**Set problem**
Everything from the line that holds "Mark one point on every instance of the round" through the end of the data below should be output exactly, both ends included.

* * * * *

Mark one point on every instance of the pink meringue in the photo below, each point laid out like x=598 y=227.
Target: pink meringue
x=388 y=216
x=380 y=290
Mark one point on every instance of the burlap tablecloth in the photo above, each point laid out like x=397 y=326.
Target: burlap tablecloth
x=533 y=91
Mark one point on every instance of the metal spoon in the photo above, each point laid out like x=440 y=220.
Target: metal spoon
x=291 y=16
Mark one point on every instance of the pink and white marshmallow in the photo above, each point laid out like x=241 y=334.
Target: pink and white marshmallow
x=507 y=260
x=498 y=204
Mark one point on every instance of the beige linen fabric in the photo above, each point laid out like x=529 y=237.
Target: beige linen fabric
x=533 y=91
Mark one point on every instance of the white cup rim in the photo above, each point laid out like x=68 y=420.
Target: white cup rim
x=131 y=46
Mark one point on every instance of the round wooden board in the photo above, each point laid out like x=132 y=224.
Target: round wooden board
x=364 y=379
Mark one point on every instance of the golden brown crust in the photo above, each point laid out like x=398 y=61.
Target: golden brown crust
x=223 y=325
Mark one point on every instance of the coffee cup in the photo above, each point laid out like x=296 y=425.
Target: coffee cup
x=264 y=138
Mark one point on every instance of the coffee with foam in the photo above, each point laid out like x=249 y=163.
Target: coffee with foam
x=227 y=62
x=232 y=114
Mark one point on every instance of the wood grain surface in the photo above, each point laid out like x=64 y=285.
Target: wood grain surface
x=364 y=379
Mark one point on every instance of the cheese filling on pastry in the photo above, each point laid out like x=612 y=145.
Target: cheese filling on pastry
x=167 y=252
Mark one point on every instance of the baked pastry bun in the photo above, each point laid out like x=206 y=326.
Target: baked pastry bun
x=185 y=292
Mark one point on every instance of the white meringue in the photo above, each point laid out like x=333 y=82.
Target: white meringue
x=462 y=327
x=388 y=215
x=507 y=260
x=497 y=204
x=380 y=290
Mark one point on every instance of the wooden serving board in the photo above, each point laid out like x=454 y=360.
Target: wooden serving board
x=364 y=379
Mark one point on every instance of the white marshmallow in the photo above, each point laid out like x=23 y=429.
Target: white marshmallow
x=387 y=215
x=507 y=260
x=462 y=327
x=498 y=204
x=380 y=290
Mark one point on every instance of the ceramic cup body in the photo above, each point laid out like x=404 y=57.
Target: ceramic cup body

* * * * *

**Complete response**
Mark one point on every instance of the round wooden board in the photo above, each point laid out like x=132 y=224.
Target: round wooden board
x=364 y=379
Mark one point on every instance of the golden brown crust in the photo above, each point laid out like x=398 y=61.
Target: golden brown crust
x=223 y=325
Mark one point on every instance of the coffee cup in the photo above, each point laid out like x=296 y=425.
Target: coffee cup
x=264 y=138
Mark one point on every instance of the coffee with foam in the photo above, each point laid out like x=249 y=163.
Target: coffee with foam
x=227 y=62
x=232 y=114
Mark one point on every instance of the wood grain surface in the photo above, each point laid out like x=64 y=285.
Target: wood grain surface
x=364 y=379
Mark one point on every instance of the cheese filling on pastry in the photo above, each point laid out like x=612 y=145.
Target: cheese filling on pastry
x=167 y=252
Mark one point on every instance of the baked pastry bun in the photo above, each point laid out like x=206 y=326.
Target: baked pastry bun
x=185 y=292
Mark one point on every instance of the white meringue in the photo above, each point laid out like x=333 y=82.
Target: white meringue
x=462 y=327
x=388 y=215
x=507 y=260
x=497 y=204
x=380 y=290
Mark one point on every instance of the wooden serving board in the photo above, each point laid out like x=454 y=360.
Target: wooden serving board
x=364 y=379
Mark one point on every instance of the white marshmallow in the photo above, each point laid out like x=23 y=429.
Target: white marshmallow
x=387 y=215
x=507 y=260
x=462 y=327
x=498 y=204
x=380 y=290
Mark one point on every instance of the ceramic cup body in the photo above, each point laid out like x=404 y=57.
Target: ceramic cup body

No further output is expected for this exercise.